Task input Start Marker

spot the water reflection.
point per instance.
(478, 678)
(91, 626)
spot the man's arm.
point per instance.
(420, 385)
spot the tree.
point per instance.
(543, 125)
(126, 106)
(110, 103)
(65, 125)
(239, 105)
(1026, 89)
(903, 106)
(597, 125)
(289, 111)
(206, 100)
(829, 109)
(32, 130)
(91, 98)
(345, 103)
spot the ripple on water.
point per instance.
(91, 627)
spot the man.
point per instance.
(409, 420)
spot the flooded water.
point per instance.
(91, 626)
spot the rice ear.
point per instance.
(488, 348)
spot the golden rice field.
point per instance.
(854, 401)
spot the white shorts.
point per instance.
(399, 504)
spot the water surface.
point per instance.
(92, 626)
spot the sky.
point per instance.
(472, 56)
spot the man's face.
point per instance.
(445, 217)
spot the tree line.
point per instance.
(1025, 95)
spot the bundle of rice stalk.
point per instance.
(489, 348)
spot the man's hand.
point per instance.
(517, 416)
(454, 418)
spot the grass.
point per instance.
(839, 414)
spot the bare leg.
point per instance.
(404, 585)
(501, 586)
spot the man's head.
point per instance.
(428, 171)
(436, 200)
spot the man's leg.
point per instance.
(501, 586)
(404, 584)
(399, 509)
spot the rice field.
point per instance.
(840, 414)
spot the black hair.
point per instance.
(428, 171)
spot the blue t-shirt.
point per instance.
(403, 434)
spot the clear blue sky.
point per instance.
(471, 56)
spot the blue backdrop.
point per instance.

Task input End Marker
Task input Start Marker

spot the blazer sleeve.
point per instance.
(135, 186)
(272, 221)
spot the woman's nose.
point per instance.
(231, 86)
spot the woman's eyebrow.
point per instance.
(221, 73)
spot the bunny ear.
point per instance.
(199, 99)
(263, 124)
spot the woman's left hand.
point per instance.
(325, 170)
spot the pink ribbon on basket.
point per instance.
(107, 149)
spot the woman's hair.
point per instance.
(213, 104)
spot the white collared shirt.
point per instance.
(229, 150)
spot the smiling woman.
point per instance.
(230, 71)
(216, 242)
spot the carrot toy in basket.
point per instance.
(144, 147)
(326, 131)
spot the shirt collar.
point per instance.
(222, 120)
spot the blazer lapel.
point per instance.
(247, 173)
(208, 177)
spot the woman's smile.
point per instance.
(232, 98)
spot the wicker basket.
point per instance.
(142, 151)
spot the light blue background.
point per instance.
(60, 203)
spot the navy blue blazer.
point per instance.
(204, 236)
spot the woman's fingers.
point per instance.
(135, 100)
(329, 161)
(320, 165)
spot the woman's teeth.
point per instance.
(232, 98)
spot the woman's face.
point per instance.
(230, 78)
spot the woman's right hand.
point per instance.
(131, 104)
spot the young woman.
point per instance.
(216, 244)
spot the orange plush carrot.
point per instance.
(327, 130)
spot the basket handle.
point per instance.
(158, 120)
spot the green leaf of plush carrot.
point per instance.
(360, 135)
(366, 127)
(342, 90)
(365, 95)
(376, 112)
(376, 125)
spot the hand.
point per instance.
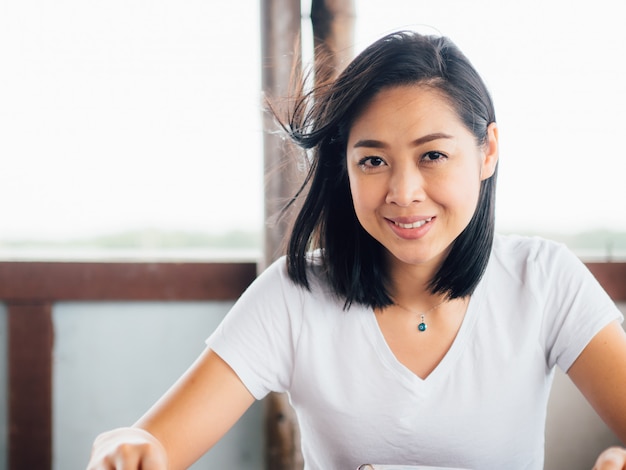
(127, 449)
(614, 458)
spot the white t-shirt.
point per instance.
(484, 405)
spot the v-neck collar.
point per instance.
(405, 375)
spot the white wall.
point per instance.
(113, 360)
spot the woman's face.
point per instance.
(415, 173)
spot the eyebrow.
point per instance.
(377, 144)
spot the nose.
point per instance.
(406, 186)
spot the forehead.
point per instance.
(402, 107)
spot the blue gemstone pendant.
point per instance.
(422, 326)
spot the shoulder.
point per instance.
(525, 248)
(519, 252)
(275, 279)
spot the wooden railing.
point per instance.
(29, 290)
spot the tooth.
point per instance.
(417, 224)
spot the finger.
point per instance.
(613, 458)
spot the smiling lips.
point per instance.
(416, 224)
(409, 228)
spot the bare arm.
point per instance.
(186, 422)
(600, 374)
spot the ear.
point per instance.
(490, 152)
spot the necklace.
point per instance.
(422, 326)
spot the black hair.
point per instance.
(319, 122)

Task input End Marker
Task input Start Marker

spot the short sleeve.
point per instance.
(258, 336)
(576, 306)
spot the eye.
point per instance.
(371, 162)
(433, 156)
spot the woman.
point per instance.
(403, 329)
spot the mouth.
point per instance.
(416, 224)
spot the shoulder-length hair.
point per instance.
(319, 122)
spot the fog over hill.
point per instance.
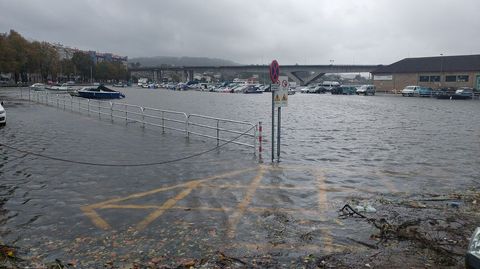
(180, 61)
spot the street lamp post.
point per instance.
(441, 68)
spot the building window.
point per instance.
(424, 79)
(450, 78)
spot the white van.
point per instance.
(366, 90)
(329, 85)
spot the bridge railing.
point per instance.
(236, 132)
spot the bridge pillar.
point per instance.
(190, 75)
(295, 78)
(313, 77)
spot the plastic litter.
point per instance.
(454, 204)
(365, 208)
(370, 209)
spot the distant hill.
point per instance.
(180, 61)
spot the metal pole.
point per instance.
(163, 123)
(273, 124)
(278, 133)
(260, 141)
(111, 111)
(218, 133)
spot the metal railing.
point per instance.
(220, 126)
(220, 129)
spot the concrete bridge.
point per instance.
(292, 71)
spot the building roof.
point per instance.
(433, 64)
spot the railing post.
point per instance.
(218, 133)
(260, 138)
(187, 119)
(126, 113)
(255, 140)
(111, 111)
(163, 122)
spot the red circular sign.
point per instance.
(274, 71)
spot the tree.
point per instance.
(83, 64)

Task input End Marker

■ About this task:
Reproduce the records above exactly, but only from the line with "spot the woman's nose." up to and including the line with "spot the white wall.". Leave the pictures out.

■ Solution to the problem:
spot the woman's nose.
point per instance.
(231, 86)
spot the woman's eyebrow.
point per instance.
(221, 73)
spot the bunny ear.
point per instance.
(199, 99)
(263, 124)
spot the woman's left hand.
point per instance.
(325, 170)
spot the pink ribbon on basket.
point per instance.
(107, 149)
spot the woman's hair.
point per instance.
(213, 104)
spot the white collared shirt.
point per instance.
(229, 150)
spot the smiling woman.
point per instance.
(230, 71)
(216, 242)
spot the carrot toy in basket.
point per instance.
(144, 147)
(326, 131)
spot the shirt collar.
point per instance.
(222, 120)
spot the blazer lapel.
point per instance.
(247, 173)
(208, 177)
spot the woman's smile.
point per instance.
(232, 98)
spot the wicker basket.
point per instance.
(142, 151)
spot the light blue background.
point per instance.
(60, 203)
spot the navy blue blazer.
point per instance.
(204, 236)
spot the woman's fingers.
point per instance.
(135, 100)
(329, 161)
(320, 165)
spot the woman's teeth.
point per instance.
(232, 98)
spot the woman's face.
point per instance.
(230, 78)
spot the woman's right hand.
point per instance.
(131, 104)
spot the young woman.
point per instance.
(216, 244)
spot the orange plush carrot.
point per instance.
(327, 130)
spot the basket handle.
point per instance.
(158, 120)
spot the green leaf of plush carrot.
point per instance.
(360, 135)
(366, 127)
(342, 90)
(365, 95)
(376, 112)
(376, 125)
spot the hand.
point per instance.
(127, 449)
(614, 458)
spot the white t-shirt.
point per instance.
(484, 405)
spot the v-neck collar.
point per instance.
(405, 375)
spot the white wall.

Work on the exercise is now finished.